**WHAT NEEDS TO BE DONE**
Retype the tail of the data exactly, starting at the line containing "Target: tree" and stopping at the last line.

**DATA FOR THIS EXERCISE**

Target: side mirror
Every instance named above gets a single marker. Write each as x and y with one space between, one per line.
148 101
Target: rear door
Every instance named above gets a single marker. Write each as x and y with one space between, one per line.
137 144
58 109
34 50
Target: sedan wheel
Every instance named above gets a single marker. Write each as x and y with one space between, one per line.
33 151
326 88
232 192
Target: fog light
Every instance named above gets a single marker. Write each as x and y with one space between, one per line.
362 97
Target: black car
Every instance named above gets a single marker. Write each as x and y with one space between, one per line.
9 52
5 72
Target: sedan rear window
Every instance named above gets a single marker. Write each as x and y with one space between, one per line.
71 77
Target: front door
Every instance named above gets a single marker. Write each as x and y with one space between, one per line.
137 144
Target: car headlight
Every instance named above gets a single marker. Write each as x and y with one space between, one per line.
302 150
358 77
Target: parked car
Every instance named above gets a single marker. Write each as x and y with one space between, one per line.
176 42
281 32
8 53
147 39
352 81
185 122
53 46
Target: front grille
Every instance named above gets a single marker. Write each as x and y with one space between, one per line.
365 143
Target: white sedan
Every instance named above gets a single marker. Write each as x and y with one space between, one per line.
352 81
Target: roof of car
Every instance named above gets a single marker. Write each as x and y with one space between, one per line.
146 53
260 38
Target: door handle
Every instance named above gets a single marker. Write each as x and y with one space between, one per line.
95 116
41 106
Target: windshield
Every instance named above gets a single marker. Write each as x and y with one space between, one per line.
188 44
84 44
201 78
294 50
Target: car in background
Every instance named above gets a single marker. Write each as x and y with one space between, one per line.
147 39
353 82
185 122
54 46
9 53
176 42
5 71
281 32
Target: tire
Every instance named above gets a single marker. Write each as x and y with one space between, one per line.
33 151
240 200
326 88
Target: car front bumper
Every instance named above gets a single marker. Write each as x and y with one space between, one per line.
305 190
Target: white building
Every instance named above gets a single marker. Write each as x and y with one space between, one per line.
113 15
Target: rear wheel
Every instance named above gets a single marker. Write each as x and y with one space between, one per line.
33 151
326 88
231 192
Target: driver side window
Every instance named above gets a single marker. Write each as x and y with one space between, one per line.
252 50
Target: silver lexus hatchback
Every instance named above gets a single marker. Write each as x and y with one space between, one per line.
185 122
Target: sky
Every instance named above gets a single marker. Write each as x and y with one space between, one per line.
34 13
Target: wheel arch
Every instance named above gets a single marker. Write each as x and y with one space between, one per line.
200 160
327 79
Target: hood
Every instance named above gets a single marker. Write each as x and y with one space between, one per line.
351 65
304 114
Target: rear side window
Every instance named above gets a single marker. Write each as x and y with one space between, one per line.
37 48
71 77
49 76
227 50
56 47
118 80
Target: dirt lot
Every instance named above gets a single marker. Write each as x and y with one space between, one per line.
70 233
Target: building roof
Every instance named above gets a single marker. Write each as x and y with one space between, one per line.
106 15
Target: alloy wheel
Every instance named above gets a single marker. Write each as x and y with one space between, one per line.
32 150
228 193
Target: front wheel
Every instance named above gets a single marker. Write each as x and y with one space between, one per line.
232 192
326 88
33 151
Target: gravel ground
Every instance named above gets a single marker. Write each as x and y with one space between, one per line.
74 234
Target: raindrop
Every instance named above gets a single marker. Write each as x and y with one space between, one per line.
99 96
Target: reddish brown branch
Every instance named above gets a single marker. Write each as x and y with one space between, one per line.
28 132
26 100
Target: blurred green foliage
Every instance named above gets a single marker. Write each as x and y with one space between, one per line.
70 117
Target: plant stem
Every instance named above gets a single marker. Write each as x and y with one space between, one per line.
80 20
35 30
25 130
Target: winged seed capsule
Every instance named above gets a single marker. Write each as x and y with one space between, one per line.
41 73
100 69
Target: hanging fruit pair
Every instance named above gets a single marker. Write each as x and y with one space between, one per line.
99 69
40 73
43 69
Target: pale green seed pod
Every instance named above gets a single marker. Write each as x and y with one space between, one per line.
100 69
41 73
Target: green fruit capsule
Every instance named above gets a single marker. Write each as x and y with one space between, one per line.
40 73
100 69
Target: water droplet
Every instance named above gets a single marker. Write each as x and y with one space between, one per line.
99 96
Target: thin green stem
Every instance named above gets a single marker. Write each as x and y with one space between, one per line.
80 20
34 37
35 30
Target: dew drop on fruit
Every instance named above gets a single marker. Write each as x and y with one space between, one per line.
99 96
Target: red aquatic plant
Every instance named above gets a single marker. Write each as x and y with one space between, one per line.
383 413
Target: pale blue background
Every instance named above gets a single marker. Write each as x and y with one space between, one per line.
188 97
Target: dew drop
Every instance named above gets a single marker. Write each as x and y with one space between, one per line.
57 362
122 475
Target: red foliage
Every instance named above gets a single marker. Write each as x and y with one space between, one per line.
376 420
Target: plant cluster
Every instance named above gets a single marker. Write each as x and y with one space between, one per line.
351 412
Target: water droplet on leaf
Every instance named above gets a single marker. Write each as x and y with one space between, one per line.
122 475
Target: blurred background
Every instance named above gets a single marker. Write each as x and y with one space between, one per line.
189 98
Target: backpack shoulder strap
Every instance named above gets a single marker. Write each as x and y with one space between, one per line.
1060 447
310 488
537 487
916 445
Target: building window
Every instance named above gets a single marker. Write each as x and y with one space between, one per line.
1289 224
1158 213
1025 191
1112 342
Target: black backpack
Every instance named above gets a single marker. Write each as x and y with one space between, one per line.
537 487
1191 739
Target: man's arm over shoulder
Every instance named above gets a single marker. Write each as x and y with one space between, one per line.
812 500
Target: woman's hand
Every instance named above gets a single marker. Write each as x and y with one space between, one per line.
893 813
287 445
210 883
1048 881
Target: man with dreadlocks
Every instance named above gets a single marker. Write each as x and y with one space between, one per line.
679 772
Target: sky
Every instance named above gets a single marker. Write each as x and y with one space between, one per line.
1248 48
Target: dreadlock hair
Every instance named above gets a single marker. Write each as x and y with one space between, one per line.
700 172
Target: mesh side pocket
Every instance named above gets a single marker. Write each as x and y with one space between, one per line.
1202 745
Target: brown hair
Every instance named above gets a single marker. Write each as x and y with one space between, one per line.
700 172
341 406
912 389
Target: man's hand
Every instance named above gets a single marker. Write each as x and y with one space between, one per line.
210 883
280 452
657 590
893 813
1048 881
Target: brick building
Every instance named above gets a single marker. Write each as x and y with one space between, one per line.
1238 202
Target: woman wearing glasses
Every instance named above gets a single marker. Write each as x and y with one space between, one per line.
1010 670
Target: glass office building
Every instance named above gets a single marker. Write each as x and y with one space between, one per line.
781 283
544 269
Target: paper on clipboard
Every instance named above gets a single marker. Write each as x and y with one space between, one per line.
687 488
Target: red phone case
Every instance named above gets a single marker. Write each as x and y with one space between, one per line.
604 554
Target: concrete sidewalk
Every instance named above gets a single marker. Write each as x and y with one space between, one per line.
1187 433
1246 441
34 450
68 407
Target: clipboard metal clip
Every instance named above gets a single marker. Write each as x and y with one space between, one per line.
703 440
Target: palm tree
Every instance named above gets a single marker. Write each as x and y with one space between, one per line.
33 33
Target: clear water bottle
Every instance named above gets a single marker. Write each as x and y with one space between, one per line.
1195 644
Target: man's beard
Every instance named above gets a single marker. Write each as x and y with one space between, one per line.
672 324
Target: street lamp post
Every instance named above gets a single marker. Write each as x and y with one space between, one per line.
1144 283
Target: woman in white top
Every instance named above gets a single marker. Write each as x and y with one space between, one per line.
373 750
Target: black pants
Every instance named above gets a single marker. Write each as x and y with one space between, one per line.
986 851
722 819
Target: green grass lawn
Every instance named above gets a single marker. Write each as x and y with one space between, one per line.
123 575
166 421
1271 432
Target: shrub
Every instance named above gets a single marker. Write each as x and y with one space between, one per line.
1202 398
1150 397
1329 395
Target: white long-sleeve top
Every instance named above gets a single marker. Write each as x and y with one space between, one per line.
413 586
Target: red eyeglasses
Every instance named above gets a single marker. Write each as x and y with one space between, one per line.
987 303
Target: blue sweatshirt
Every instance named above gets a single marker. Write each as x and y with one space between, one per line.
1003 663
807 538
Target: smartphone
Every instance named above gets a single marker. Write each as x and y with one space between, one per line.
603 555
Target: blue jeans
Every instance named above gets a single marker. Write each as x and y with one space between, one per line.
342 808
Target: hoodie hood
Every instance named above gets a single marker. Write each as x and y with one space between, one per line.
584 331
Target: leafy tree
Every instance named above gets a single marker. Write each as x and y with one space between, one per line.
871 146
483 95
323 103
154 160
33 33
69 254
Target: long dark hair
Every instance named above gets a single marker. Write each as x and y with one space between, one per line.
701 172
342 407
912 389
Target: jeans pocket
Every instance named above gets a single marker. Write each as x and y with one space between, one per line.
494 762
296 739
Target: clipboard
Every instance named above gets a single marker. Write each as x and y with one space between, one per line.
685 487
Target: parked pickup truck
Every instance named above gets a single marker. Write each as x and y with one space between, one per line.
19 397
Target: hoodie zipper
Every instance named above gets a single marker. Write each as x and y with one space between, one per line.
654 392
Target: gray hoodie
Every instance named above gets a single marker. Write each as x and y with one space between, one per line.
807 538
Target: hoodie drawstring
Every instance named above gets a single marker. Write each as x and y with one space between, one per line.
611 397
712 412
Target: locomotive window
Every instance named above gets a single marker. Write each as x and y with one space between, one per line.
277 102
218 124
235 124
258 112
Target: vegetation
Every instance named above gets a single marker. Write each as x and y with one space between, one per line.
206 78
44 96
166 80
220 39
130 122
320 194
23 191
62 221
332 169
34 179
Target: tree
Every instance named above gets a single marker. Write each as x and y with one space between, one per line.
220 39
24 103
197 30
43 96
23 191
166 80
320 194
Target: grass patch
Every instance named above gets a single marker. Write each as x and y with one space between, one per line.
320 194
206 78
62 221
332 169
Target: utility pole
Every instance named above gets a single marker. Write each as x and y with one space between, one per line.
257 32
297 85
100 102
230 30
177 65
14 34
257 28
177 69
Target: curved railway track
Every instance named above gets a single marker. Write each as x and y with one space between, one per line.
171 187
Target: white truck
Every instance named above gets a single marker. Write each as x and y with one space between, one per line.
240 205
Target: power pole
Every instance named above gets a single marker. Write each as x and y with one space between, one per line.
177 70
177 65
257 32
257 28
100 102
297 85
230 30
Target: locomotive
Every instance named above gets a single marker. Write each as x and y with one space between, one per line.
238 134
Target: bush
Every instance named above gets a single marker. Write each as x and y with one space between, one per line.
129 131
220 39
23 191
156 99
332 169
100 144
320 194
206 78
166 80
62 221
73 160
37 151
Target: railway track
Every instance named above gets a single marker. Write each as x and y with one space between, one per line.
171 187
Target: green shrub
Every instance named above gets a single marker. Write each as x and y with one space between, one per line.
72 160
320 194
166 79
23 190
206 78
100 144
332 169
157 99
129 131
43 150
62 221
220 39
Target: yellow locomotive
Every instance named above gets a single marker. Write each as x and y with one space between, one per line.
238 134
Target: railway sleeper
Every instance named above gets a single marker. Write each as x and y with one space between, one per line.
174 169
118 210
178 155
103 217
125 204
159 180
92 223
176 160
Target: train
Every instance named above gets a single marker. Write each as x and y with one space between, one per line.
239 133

**SOLVED EXERCISE**
Target: tree
Every instance named above gets a single marker. Write each as x and y with one space between, one per line.
220 39
24 103
197 30
43 96
23 191
166 80
320 194
Target: grass patch
Every instance named above gets a single marker. Write each as x and y with one space between, one per line.
320 194
206 78
62 221
332 169
Target: utility pole
Every instance named above gets a single marker. Write each as x and y with one space between, one per line.
257 32
297 85
100 102
230 30
177 65
14 34
257 28
177 69
Target: curved railway track
Every instance named above gets a single marker. Write each as x and y with one space between, one per line.
171 187
Target: white truck
Every instance named above gets a single marker. Write each as x and y with one space between, one per line.
240 205
Target: power pole
Every instance named above gets a single marker. Write each as x and y with one space between, one per line.
177 70
177 65
257 32
257 28
100 102
297 85
230 30
Target: locomotive
Every instance named above gets a single marker. Write each as x and y with one space between, one per line.
238 134
Target: bush
Every instance named above gets a single marker. Write each as x and y with one space between, one per line.
129 131
220 39
23 191
156 99
332 169
100 144
320 194
206 78
166 80
62 221
73 160
37 151
Target: railway track
Every instance named above gets a single marker. Write each as x and y with one space between, one per line.
171 187
Target: green shrub
Every instance named above gets a single marker. Write each as x and y with one space between, one per line.
72 160
320 194
166 79
23 190
206 78
100 144
332 169
157 99
129 131
43 150
62 221
220 39
Target: yellow locomotive
Every instance named above gets a single marker. Write each as x and y with one space between, one per line.
238 134
Target: railway sleeper
Every instance named above gets a single marker. Write each as x and y with one space between, one per line.
174 169
118 210
178 155
103 217
125 204
159 180
92 223
176 160
Target: train
Every instance named above gets a single marker. Write each as x and y with one space between, one per line.
239 133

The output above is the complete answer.